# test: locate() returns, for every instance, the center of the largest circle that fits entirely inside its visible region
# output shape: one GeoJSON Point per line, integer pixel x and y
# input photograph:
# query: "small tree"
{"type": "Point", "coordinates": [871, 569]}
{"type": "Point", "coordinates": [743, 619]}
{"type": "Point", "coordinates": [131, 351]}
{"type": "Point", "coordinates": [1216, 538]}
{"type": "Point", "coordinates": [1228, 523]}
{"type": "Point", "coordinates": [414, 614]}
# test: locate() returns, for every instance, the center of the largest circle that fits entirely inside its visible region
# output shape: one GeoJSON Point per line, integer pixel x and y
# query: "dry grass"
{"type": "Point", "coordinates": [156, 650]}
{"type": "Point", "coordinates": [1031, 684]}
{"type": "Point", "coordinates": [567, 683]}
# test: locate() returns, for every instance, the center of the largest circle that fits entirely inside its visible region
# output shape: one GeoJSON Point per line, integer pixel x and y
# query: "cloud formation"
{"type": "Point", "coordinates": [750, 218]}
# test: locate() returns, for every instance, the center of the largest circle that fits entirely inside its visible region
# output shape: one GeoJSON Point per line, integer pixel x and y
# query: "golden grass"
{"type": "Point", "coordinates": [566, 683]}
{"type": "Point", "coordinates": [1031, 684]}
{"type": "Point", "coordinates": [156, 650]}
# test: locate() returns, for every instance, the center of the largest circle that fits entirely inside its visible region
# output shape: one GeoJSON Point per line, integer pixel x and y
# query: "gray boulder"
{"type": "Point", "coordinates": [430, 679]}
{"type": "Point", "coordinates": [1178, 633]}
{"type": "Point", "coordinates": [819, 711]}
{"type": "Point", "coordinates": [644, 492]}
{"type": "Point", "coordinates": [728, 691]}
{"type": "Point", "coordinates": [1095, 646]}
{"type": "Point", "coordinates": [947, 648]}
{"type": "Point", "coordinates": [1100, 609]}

+++++

▶ **EXERCISE**:
Would you reproduce all the entries exactly?

▶ **RESULT OF THE TASK**:
# test: locate() returns, for every instance, the center of the largest circle that fits entirely inside its visible region
# output shape: one GeoJSON Point per line, integer pixel x and y
# input photograph:
# query: "small tree"
{"type": "Point", "coordinates": [871, 569]}
{"type": "Point", "coordinates": [743, 619]}
{"type": "Point", "coordinates": [131, 351]}
{"type": "Point", "coordinates": [1216, 538]}
{"type": "Point", "coordinates": [1228, 523]}
{"type": "Point", "coordinates": [414, 614]}
# test: locate() returns, for every instance, the center of the largest circle that fits entirely inside its visible region
# output shape: one GeoJSON Point per line, integer pixel x and y
# query: "dry grass"
{"type": "Point", "coordinates": [156, 650]}
{"type": "Point", "coordinates": [1031, 684]}
{"type": "Point", "coordinates": [567, 683]}
# test: locate() returns, for every instance, the center of the largest circle that fits entirely inside its visible region
# output shape: one GeoJSON Point per line, integer pixel x and y
# query: "cloud formation"
{"type": "Point", "coordinates": [750, 218]}
# test: locate() returns, for every instance, the center of the largest circle that fits entirely inside its visible region
# output shape: one GeoJSON Point per line, integer pixel x and y
# query: "golden grass"
{"type": "Point", "coordinates": [566, 683]}
{"type": "Point", "coordinates": [1031, 684]}
{"type": "Point", "coordinates": [156, 650]}
# test: locate() returns, for every instance, the center of the largest circle that fits entirely inside its visible region
# output shape: one GeoJSON Point per line, integer pixel x and y
# query: "gray boulder"
{"type": "Point", "coordinates": [430, 679]}
{"type": "Point", "coordinates": [1178, 633]}
{"type": "Point", "coordinates": [819, 711]}
{"type": "Point", "coordinates": [644, 492]}
{"type": "Point", "coordinates": [728, 691]}
{"type": "Point", "coordinates": [1095, 646]}
{"type": "Point", "coordinates": [947, 648]}
{"type": "Point", "coordinates": [1100, 609]}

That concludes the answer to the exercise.